FOR IMMEDIATE RELEASE July 31, 2023

Peoria Chiefs Sued By Foul Ball Injury Victim Seeking Immediate Netting Improvements

Professional baseball team continues to host games with no netting above the dugouts, despite ample evidence spanning decades on the need for more protection for fans.

BROOKLYN, NY – A new lawsuit was filed last week against the Peoria Chiefs, a minor league baseball team in Illinois whose ballpark Dozer Field continues to host games with no protective netting above the dugouts, let alone down the foul lines. The lawsuit alleges that this lack of netting puts fans at extreme risk of injury or death by dangerous foul balls and bats leaving the field.

The plaintiff, Sandra Klatt, was struck by a foul ball in the eye at Dozer Park in July 2011 and was hospitalized.

Foul Ball Safety Now, founded by consumer safety advocate Jordan Skopp, first identified Dozer Park and the Chiefs as having the least netting to protect fans in 2021.

“Defendant’s conduct is particularly egregious because it is one of, if not the last, ballpark in both the major and minor leagues to leave the seating above its dugouts entirely exposed. Defendant has offered excuses for its failure to install protective netting, blaming it on COVID- related delays, but two years after first offering that excuse, Defendant still has not taken the simple step of installing netting to protect fans sitting above its entire dugouts,” according to the lawsuit.

REQUIRED ACTION: Extract verbatim the passage of the press release about the Peoria Chiefs lawsuit from "FOR IMMEDIATE RELEASE" up to and including "and was hospitalized.".

INFORMATION GIVEN:
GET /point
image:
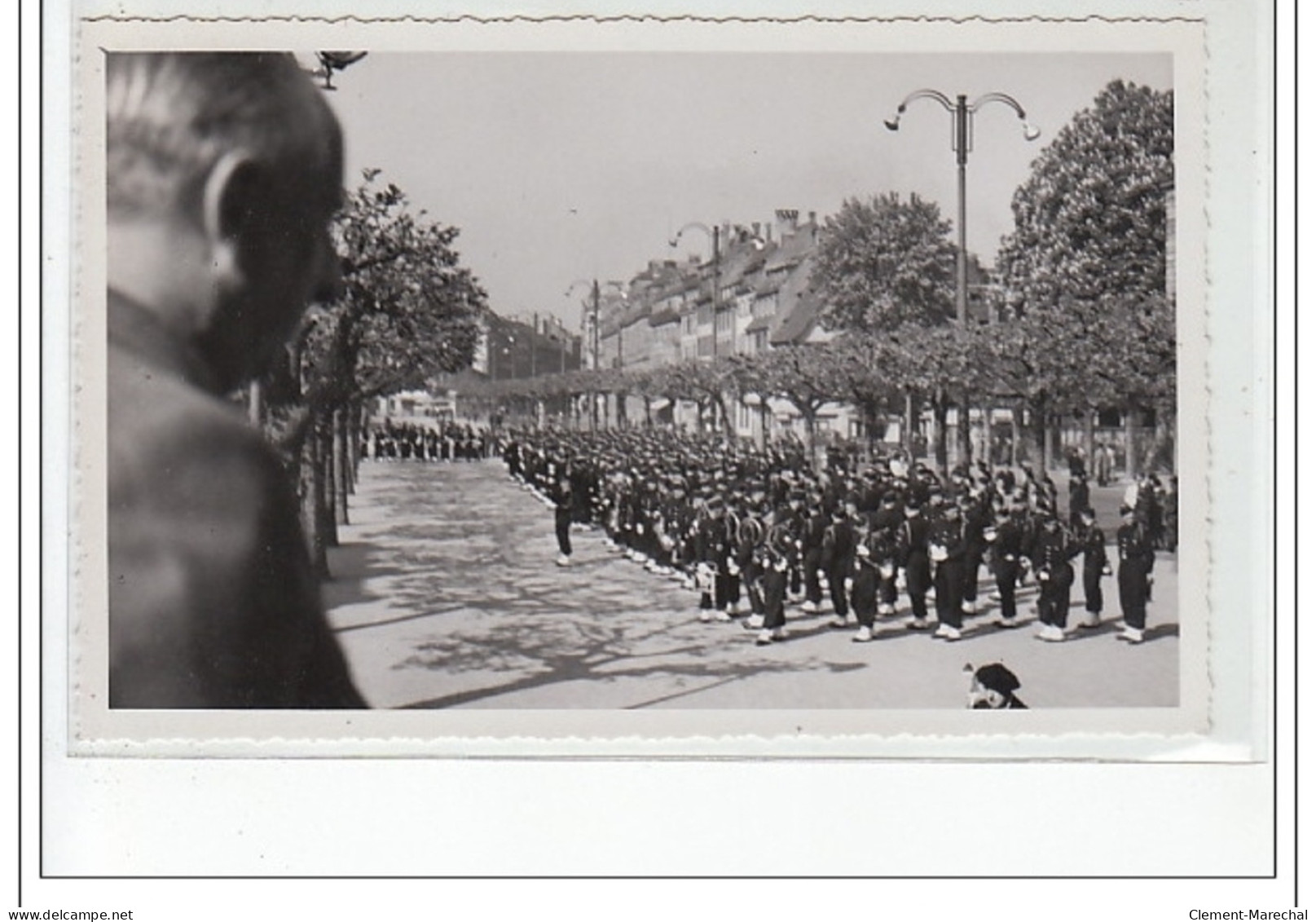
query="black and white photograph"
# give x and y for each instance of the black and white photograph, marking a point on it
(605, 444)
(683, 381)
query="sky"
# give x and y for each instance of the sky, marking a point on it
(564, 166)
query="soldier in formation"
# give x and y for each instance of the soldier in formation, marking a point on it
(753, 530)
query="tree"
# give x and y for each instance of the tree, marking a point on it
(803, 374)
(1086, 263)
(407, 314)
(885, 262)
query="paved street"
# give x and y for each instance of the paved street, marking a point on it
(445, 594)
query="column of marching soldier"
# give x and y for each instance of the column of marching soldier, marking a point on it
(755, 526)
(408, 442)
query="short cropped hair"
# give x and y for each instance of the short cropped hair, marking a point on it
(171, 116)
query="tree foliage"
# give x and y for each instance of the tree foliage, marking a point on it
(1090, 222)
(410, 310)
(883, 262)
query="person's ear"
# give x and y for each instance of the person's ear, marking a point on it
(231, 203)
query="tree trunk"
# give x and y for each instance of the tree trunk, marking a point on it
(256, 404)
(1131, 453)
(1016, 421)
(341, 462)
(810, 417)
(870, 427)
(963, 432)
(939, 431)
(1089, 438)
(354, 421)
(1037, 432)
(328, 501)
(911, 421)
(720, 408)
(310, 492)
(1162, 447)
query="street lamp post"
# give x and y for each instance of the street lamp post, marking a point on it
(962, 140)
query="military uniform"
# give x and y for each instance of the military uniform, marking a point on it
(1138, 558)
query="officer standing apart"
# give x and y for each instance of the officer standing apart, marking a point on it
(222, 174)
(1136, 562)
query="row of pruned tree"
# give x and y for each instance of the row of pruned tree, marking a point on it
(1083, 320)
(408, 312)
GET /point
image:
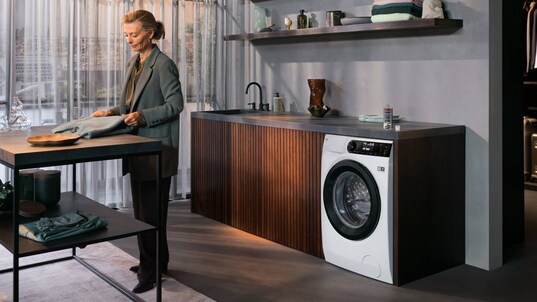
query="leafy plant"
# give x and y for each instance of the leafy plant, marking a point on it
(5, 189)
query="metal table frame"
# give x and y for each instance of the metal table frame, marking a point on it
(17, 154)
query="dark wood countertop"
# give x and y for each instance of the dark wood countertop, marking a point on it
(349, 126)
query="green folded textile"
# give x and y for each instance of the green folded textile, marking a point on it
(70, 224)
(408, 8)
(91, 127)
(392, 17)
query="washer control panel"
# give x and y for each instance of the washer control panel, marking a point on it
(369, 148)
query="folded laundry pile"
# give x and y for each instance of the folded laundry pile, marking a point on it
(396, 10)
(90, 127)
(70, 224)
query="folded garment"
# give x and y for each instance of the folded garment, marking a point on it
(382, 2)
(405, 8)
(393, 17)
(90, 127)
(70, 224)
(373, 118)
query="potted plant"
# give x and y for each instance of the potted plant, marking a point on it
(6, 189)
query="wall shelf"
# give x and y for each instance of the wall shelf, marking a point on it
(355, 30)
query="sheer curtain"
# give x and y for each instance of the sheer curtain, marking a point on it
(67, 60)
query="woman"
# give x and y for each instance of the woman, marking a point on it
(151, 102)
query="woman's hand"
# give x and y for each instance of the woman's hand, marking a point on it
(134, 119)
(100, 113)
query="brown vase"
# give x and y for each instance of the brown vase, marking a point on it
(317, 90)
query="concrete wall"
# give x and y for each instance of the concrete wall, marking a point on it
(442, 78)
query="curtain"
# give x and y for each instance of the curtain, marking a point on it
(68, 60)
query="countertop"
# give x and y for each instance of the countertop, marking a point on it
(349, 126)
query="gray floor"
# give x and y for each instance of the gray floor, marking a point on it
(230, 265)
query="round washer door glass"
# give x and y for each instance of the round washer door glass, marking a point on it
(352, 200)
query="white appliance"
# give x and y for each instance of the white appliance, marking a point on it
(357, 205)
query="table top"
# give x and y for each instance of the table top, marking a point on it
(17, 152)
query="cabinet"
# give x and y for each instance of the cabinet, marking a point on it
(16, 153)
(262, 174)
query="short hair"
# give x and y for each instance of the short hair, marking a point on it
(148, 21)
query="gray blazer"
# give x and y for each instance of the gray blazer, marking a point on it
(159, 98)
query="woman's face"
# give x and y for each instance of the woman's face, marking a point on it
(138, 39)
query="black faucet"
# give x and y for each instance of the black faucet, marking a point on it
(261, 105)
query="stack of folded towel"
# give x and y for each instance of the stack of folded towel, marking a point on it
(396, 10)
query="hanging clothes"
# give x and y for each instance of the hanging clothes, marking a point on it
(531, 16)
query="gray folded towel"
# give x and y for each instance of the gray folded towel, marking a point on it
(53, 228)
(90, 127)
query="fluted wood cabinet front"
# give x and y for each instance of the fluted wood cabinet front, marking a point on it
(263, 180)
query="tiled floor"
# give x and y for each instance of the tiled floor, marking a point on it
(229, 265)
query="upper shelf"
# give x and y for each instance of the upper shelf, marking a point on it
(411, 26)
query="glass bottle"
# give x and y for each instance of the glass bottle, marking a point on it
(301, 20)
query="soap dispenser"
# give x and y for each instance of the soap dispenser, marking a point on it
(277, 102)
(301, 20)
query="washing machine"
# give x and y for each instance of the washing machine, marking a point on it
(357, 205)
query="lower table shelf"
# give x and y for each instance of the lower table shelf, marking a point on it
(119, 226)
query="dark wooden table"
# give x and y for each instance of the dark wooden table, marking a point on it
(17, 154)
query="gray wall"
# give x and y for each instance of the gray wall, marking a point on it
(441, 79)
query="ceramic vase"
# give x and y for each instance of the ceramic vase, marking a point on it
(317, 90)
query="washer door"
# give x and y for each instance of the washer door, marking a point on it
(351, 200)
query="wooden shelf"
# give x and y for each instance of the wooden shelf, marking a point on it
(355, 30)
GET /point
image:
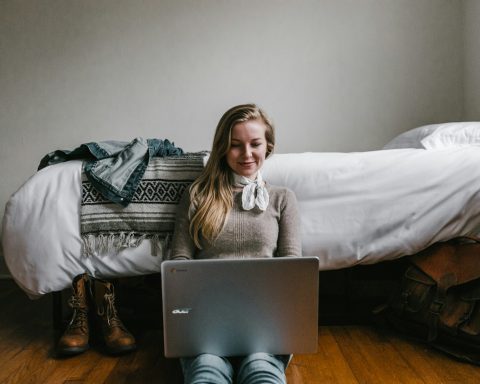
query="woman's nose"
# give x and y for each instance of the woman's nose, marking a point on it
(247, 151)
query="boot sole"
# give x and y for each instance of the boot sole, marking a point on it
(121, 350)
(72, 351)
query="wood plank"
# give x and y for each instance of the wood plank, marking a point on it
(328, 365)
(371, 358)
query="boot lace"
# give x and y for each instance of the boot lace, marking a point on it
(111, 311)
(79, 318)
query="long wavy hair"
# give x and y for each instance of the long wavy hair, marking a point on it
(211, 194)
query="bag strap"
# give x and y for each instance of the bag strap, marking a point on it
(448, 263)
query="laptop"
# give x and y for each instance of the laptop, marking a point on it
(234, 307)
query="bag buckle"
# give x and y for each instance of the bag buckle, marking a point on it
(436, 306)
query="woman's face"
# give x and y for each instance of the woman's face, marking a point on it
(248, 148)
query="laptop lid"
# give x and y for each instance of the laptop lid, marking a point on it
(234, 307)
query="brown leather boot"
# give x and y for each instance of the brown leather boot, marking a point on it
(75, 337)
(117, 338)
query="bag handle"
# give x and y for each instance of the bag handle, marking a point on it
(451, 262)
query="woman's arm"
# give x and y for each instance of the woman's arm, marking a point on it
(183, 246)
(289, 235)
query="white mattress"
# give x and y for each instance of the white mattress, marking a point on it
(355, 208)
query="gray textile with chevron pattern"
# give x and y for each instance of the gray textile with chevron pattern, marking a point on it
(107, 227)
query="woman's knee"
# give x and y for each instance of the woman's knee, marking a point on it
(262, 368)
(207, 368)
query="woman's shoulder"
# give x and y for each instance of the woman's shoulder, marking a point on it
(281, 191)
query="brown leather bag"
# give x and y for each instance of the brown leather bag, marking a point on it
(439, 299)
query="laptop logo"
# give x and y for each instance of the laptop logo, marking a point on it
(181, 311)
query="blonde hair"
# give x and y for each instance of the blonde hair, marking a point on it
(211, 194)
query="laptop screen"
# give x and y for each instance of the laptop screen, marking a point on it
(234, 307)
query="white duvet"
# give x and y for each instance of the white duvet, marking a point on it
(355, 208)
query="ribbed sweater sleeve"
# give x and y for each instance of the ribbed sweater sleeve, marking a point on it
(253, 233)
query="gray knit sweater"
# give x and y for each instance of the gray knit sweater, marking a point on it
(254, 233)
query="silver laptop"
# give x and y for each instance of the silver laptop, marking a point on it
(237, 307)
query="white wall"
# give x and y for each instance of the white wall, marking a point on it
(472, 60)
(335, 75)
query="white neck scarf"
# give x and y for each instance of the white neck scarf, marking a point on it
(254, 191)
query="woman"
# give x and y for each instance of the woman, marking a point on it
(230, 212)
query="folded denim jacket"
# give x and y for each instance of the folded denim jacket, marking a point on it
(115, 168)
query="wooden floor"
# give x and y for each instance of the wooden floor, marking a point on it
(346, 354)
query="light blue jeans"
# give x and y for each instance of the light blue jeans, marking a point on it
(257, 368)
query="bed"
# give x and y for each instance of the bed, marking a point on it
(355, 208)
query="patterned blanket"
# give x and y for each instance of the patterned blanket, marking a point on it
(107, 227)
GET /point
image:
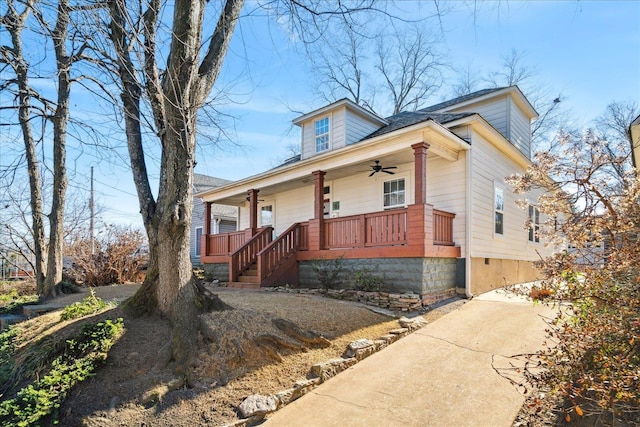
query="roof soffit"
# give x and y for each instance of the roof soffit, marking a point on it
(395, 146)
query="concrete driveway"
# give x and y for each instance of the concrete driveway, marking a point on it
(449, 373)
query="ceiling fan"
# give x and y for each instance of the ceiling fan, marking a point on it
(378, 168)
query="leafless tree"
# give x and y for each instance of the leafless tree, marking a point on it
(411, 67)
(615, 126)
(35, 111)
(170, 85)
(386, 71)
(515, 70)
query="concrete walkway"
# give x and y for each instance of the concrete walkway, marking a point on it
(442, 375)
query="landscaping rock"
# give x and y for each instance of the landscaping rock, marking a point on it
(9, 319)
(329, 369)
(360, 349)
(258, 404)
(413, 323)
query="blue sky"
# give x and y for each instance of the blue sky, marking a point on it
(589, 51)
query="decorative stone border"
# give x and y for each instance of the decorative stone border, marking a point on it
(255, 407)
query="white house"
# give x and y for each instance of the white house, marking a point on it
(418, 198)
(223, 219)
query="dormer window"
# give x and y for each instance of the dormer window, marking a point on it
(322, 134)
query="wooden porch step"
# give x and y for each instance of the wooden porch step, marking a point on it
(243, 285)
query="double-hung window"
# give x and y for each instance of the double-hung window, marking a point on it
(198, 240)
(534, 224)
(498, 208)
(322, 134)
(394, 193)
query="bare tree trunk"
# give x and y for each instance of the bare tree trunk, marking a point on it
(14, 23)
(60, 119)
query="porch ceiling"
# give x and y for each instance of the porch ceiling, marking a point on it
(352, 160)
(360, 169)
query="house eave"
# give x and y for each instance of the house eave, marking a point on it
(515, 91)
(443, 143)
(346, 103)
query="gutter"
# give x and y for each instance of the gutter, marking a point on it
(467, 246)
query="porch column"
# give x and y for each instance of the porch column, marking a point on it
(420, 214)
(420, 161)
(253, 211)
(204, 244)
(316, 225)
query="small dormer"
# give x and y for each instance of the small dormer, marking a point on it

RESULT FOR THIS TASK:
FOR IMMEDIATE RELEASE July 31, 2023

Peoria Chiefs Sued By Foul Ball Injury Victim Seeking Immediate Netting Improvements

Professional baseball team continues to host games with no netting above the dugouts, despite ample evidence spanning decades on the need for more protection for fans.

BROOKLYN, NY – A new lawsuit was filed last week against the Peoria Chiefs, a minor league baseball team in Illinois whose ballpark Dozer Field continues to host games with no protective netting above the dugouts, let alone down the foul lines. The lawsuit alleges that this lack of netting puts fans at extreme risk of injury or death by dangerous foul balls and bats leaving the field.

The plaintiff, Sandra Klatt, was struck by a foul ball in the eye at Dozer Park in July 2011 and was hospitalized.